> [Given records]:
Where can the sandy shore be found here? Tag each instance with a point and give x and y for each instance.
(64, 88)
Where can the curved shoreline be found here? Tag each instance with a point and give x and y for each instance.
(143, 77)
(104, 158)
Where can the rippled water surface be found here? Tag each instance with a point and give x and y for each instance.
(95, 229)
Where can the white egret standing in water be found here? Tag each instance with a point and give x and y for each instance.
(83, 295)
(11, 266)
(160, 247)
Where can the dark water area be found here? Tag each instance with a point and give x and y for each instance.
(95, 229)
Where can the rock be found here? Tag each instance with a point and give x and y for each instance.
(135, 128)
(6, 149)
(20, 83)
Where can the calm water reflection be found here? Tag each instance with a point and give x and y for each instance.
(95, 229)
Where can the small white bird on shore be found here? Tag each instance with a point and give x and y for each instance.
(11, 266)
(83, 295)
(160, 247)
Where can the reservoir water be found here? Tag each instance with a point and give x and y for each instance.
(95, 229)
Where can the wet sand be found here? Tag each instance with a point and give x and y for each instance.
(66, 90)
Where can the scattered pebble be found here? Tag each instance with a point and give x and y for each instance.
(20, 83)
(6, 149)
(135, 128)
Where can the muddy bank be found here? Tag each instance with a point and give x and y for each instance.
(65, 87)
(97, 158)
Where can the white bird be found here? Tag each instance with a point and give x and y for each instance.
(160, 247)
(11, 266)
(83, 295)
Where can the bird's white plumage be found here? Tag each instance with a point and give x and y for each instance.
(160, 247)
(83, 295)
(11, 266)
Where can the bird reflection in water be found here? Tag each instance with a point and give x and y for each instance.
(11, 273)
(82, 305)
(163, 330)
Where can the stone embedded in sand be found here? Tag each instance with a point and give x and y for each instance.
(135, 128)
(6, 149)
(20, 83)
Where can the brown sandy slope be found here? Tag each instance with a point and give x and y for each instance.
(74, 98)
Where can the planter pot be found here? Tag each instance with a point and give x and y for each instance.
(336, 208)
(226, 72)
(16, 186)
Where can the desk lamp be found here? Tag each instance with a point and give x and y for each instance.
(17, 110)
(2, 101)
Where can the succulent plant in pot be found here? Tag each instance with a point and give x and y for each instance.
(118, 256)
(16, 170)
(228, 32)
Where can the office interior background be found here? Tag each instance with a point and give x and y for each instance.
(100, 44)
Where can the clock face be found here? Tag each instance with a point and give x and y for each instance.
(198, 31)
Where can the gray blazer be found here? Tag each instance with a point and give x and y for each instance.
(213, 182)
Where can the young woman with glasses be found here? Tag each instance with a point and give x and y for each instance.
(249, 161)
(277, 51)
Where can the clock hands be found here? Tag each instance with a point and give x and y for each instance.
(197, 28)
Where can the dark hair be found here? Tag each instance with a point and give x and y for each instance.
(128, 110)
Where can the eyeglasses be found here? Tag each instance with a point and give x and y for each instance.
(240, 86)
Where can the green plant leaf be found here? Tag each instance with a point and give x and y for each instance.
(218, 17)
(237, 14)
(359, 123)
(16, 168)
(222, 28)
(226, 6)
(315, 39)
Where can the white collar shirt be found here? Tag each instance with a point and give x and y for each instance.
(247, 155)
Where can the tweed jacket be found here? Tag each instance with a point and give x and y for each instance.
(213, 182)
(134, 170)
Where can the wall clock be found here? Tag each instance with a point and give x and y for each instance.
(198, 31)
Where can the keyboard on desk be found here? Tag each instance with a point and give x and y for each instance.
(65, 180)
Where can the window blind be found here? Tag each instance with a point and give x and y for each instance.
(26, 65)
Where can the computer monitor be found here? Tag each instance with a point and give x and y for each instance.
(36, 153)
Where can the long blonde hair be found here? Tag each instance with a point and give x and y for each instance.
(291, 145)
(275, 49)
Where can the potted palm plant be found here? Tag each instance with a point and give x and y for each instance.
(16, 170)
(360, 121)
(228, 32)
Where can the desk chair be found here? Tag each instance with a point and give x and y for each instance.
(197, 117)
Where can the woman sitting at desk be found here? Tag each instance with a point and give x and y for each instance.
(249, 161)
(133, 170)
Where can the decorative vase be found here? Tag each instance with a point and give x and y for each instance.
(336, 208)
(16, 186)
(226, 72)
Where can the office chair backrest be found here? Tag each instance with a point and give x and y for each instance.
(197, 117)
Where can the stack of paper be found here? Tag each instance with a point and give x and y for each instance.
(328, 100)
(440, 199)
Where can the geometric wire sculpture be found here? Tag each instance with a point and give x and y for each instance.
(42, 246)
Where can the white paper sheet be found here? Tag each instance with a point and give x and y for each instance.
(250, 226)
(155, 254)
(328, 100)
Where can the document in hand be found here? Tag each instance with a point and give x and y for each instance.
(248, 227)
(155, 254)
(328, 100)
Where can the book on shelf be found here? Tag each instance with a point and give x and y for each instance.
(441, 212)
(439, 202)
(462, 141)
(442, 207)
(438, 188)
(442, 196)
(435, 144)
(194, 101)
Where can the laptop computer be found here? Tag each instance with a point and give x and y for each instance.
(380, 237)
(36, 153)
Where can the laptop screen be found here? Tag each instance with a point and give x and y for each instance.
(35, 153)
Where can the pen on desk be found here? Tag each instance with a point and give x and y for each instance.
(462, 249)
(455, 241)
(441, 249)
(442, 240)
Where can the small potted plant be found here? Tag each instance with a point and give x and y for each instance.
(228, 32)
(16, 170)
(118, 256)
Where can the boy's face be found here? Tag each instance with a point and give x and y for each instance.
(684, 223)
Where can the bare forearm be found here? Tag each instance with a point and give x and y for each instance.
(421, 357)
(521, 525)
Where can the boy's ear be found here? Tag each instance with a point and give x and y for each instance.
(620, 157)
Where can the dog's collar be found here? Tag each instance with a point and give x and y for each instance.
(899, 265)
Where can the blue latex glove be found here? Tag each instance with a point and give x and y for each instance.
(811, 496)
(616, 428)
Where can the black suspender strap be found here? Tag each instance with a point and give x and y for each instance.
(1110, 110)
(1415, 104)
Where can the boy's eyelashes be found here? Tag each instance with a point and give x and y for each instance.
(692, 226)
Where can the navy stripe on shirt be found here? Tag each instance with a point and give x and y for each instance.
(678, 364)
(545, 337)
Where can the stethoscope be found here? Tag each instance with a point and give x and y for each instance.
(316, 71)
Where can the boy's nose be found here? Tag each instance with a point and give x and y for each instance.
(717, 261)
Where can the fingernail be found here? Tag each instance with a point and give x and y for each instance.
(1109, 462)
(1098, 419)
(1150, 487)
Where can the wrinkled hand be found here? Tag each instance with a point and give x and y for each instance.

> [Objective]: Copy all the records above precisely.

> [Complete response]:
Where can the sandy shore be found here? Tag each instance with a point and give x and y for each instance.
(64, 88)
Where can the curved shoreline be found here? Tag each instance with a point and give x and y for each instance.
(143, 77)
(104, 158)
Where can the rippled water surface be found here? Tag each instance with a point and give x and y for each instance.
(95, 229)
Where can the white egret standing in water be found here? Tag each instance with a point and give x and y for each instance.
(83, 295)
(11, 266)
(160, 247)
Where can the dark water area be found here? Tag each instance with a point and give x and y for each instance.
(95, 229)
Where can the rock be found here? Tag each instance with a point and give x and y for each instance.
(135, 128)
(6, 149)
(20, 83)
Where can the calm water reflection be found here? Tag each instance with a point and give x and y for each instance.
(95, 229)
Where can the small white bird on shore be found here? Tag each instance with a point and give x and y for each instance.
(11, 266)
(83, 295)
(160, 247)
Where can the reservoir water be found here? Tag each instance with a point and give x and y for each instance.
(95, 229)
Where can the wet sand be found here? Tag each instance with a point and give x and y for each instance.
(66, 90)
Where can the scattered pebble be found here? Tag each instance with a point and give x and y for each instance.
(20, 83)
(6, 149)
(135, 128)
Where can the muddy bank be found here? Tag each instance with a point and give x and y for each instance.
(65, 87)
(97, 158)
Where can the white bird be found here? Tag each instance with a point and give x and y for each instance.
(160, 247)
(11, 266)
(83, 295)
Where can the bird's white plumage be found here? Tag each instance with a point and give x and y for each instance.
(160, 247)
(83, 295)
(11, 266)
Where can the bird reflection in water be found here? Tag each instance with a point and give x and y for each instance.
(11, 273)
(82, 305)
(163, 330)
Where can the stone embedded in sand be found here? Tag each instance with a point and give x and y for each instance.
(135, 128)
(6, 149)
(20, 83)
Where can the brown sandy slope be found here? Tag each instance with a point and give x and y for each instance.
(74, 98)
Where can the planter pot be found here? Tag each instance with a point and give x and y for each instance.
(336, 208)
(226, 72)
(16, 186)
Where can the desk lamp be found here? Tag each instance with a point and give x and y for each instance.
(17, 110)
(2, 101)
Where can the succulent plant in pot be found here? Tag each instance with a point and give x and y for each instance.
(118, 256)
(16, 170)
(228, 32)
Where can the office interior background be found here? Tag each instance with a point and give x and y for each instance.
(100, 44)
Where can the clock face be found here? Tag each instance with a point and give x and y for each instance.
(198, 31)
Where can the gray blazer be found here? Tag each instance with a point and give x and y for each instance.
(213, 182)
Where can the young woman with glasses be found here? Tag each instance with a point and give x and y for each instance.
(249, 161)
(277, 51)
Where can the clock hands be found here? Tag each instance with a point and give x and y for each instance.
(197, 28)
Where can the dark hair be found here? Tag each instance with a point and give x and y for each instance.
(128, 110)
Where can the eyeglasses be found here? Tag each instance with a point and give x and y for each instance.
(240, 86)
Where can the green plant leaf be found here? Tag each instance with a point and give x and y for each instance.
(218, 17)
(237, 14)
(359, 123)
(16, 168)
(222, 28)
(226, 6)
(315, 39)
Where can the white collar shirt be found here? Tag each instance with a point and give x and y for each instance.
(247, 155)
Where can the tweed jacket be found here? Tag each instance with a point and give x and y for each instance.
(213, 182)
(134, 170)
Where can the wall clock be found here? Tag each instance with a point and give x and y for each instance.
(198, 31)
Where can the keyboard on desk be found here? Tag each instance with a point and give x and y for each instance.
(65, 180)
Where can the window blind be found here? Tag each instance with a point and give x and y for each instance.
(26, 65)
Where can the computer monitor be found here? Tag each instance with a point and give x and y for each instance.
(36, 153)
Where can the long blonde hair be found here? Tag each instance with a point and give x and y for each instance.
(291, 145)
(275, 49)
Where can the potted palm plant be found here? Tag each instance with a point and give x and y for each instance.
(16, 170)
(360, 121)
(228, 32)
Where can the desk chair be found here? Tag each instance with a point and give x and y for each instance.
(197, 117)
Where can the woman sitting at desk be found here? Tag each instance with a point and give x and y for each instance.
(249, 161)
(133, 170)
Where can the decorative vase be found here? Tag each instance with a point and give x and y for each instance.
(336, 208)
(16, 186)
(226, 72)
Where can the office chair backrest be found here? Tag each instance with a point and give x and y for each instance.
(197, 117)
Where can the stack of paper be found here? Tag each instance with a point and give x and y for each instance.
(328, 100)
(440, 199)
Where can the geometric wire sculpture be found here? Tag each instance with a point and give x and y for each instance.
(42, 246)
Where can the white paper sheet be found here? Tag each instance with a point and give x and y for each instance.
(250, 226)
(155, 254)
(328, 100)
Where can the document in hand be found here? Tag each instance with a point and give x and y for each instance.
(248, 227)
(155, 254)
(328, 100)
Where can the book on shelf be found here? Tag each instance with a point and give x and y for each instance.
(441, 212)
(439, 202)
(462, 141)
(442, 207)
(438, 188)
(442, 196)
(435, 144)
(194, 101)
Where can the laptop computer be found here? Tag each instance with a point and give x and y for each instance.
(380, 237)
(36, 153)
Where can the laptop screen be found here? Tag each instance with a point and give x and y for each instance.
(35, 153)
Where can the pen on desk be found here? Tag each instance with a point and give x and y for each instance.
(462, 249)
(455, 241)
(441, 249)
(442, 240)
Where can the small potted plant be found here? Tag each instance with a point and give x and y for each instance.
(228, 32)
(16, 170)
(118, 256)
Where can the boy's face be found here? Tag each instance with a point and give x and y for each instance.
(684, 223)
Where can the bare forearm be found here? Tag each instance with a point and give x and y for each instance.
(421, 357)
(521, 525)
Where can the boy's ear be found here? Tag each instance with a point and give x and y for each instance.
(620, 157)
Where can the dog's collar be found here? Tag each instance with a point and give x and y for each instance.
(899, 265)
Where can the blue latex glove be found here? Tag each instance with a point and give x and y for each instance.
(811, 496)
(616, 428)
Where can the black suspender strap be found here? Tag each instance with a point and give x and y for each instance.
(1110, 110)
(1415, 104)
Where can the boy's eyelashes be found here? Tag each instance with a point and give x and y for each instance.
(692, 226)
Where can the navy stripe on shirt be found here? Tag each instance with a point and give x and y for each instance.
(678, 364)
(545, 337)
Where can the stethoscope be found here? Tag each instance with a point and give x and y for each instance.
(316, 71)
Where can the boy's nose be found here? Tag each instance with a point and give x and y for each instance.
(717, 261)
Where can the fingernail be found here? Tag each instance with a point and give x and y for each instance.
(1109, 462)
(1098, 419)
(1150, 487)
Where can the wrinkled hand be found here? Tag each instance with a point and give x and y for each instance.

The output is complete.